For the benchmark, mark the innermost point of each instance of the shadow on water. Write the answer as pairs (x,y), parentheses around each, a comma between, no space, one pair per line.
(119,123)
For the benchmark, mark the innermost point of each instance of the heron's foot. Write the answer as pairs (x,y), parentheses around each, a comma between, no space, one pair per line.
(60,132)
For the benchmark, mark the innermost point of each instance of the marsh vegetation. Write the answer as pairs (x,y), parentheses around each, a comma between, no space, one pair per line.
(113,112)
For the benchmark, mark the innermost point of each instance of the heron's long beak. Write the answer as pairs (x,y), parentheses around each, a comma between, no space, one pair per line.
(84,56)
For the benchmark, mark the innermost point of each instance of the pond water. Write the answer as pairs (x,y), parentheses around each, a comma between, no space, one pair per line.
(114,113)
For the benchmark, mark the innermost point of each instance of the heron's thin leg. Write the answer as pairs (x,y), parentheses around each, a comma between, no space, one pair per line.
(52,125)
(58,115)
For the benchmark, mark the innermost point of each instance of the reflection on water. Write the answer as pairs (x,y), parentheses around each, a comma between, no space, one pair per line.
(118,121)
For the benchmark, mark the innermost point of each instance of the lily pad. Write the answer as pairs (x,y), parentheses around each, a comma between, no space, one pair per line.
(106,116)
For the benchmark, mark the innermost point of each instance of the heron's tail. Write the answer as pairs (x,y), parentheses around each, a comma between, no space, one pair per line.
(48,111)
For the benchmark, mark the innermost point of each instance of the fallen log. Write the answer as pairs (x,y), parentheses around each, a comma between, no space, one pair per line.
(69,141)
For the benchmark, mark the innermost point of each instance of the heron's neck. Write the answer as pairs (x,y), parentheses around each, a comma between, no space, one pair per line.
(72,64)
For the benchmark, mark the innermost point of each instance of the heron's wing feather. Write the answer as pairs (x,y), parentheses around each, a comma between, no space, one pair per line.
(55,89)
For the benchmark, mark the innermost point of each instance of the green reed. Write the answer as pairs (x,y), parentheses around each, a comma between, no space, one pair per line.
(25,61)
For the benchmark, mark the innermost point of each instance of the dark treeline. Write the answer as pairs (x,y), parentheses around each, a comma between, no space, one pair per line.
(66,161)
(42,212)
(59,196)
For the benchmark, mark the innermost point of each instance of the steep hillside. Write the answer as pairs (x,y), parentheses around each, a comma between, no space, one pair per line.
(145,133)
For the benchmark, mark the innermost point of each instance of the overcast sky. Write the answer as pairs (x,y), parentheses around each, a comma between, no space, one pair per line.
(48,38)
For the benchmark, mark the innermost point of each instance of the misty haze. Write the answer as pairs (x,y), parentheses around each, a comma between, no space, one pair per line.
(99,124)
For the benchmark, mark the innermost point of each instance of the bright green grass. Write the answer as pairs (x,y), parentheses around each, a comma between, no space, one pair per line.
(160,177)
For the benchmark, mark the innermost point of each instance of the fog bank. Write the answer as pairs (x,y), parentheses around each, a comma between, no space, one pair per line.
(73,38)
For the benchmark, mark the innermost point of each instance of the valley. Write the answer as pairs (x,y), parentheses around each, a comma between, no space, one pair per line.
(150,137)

* * *

Repeat every entry exactly, please.

* **Solution**:
For the benchmark, mark the innermost point of each instance of the shadow on water. Write the answer as pairs (x,y), parentheses around each, a comma between, no space, one pair per line.
(119,123)
For the benchmark, mark the innermost point of each instance of the heron's foot. Write the answer as pairs (x,y), parentheses around each, a comma between, no space, one pair per line.
(60,132)
For the benchmark, mark the innermost point of each instance of the marsh vegetation. Write the answer as pairs (x,y), parentheses around each, a comma between, no space, one pair per line.
(113,112)
For the benchmark, mark the innermost point of each instance of the heron's long beak. Write the answer as pairs (x,y), parentheses around each, a comma between, no space, one pair per line.
(84,56)
For the benchmark, mark the innermost point of each instance of the pond water. Write the answer as pairs (x,y), parentheses around each, a comma between, no space, one pair per line.
(114,113)
For the benchmark, mark the innermost point of each instance of the heron's thin leg. Write the answer as pairs (x,y), parentheses around each, a comma between, no space, one pair per line.
(52,125)
(58,115)
For the benchmark, mark the innermost point of each instance of the reflection on water. Write the answer as pairs (x,y), parentheses around each, a comma between, no space, one pair per line.
(118,121)
For the benchmark, mark the innermost point of each instance of the lily pad. Write the answer as pairs (x,y), parentheses around each, a comma between, no space, one pair per line.
(106,116)
For the benchmark, mark the innermost point of each instance of the heron's tail. Write the answer as pairs (x,y), parentheses around each, a comma between, no space, one pair per line.
(48,111)
For the benchmark, mark the innermost point of each instance of the fallen log. Write the answer as pairs (x,y), parentheses around each, a comma between, no space, one pair per line.
(69,141)
For the benchmark, mark the innermost point of each instance of the heron's neck. Write the answer as pairs (x,y), parentheses around each, a comma between, no space, one pair per line.
(72,64)
For the benchmark, mark the innermost point of each instance of the heron's wing feather. Write the answer as pairs (x,y), parentheses around each, a comma between, no space, one pair per line.
(55,89)
For the benchmark, mark the innermost point of each instance of the green reed. Write the answer as pairs (x,y), parentheses around each, a comma between, no space, one pair per line.
(25,61)
For the benchmark, mark the innermost point of each instance of the dark treeline. Write the answer as pairs (x,y), parentheses around each, a comma between, no space, one pair per line.
(66,161)
(42,212)
(59,196)
For the benchmark, mark the innermost point of each instance of the steep hillside. Write the answer as pairs (x,y), parentheses around each, a comma between, no space, one pair per line.
(145,133)
For the benchmark, mark the innermost point of each instance of the overcast sky. Write the answer as pairs (x,y), parentheses around each, a comma between, no space, one pair per line.
(48,38)
For the benchmark, mark the innermost point of each instance of the misty haze. Write the answer as pairs (x,y), parentheses around each, a comma between, no space, one pair per line.
(99,124)
For the benchmark, mark the innermost point of each instance of the bright green grass. Write the answer as pairs (x,y), parentheses around each, a comma between, no space, one pair per line.
(160,177)
For the benchmark, mark the innermost point of each instance of the fog bank. Write the answer as pairs (x,y), parentheses around each, a comma between, no space, one pair per line.
(73,38)
For the benchmark, mark the innermost point of each instance of the valley. Write the answer as pairs (x,y), parentheses around each, a comma between, no space, one pair per line.
(150,137)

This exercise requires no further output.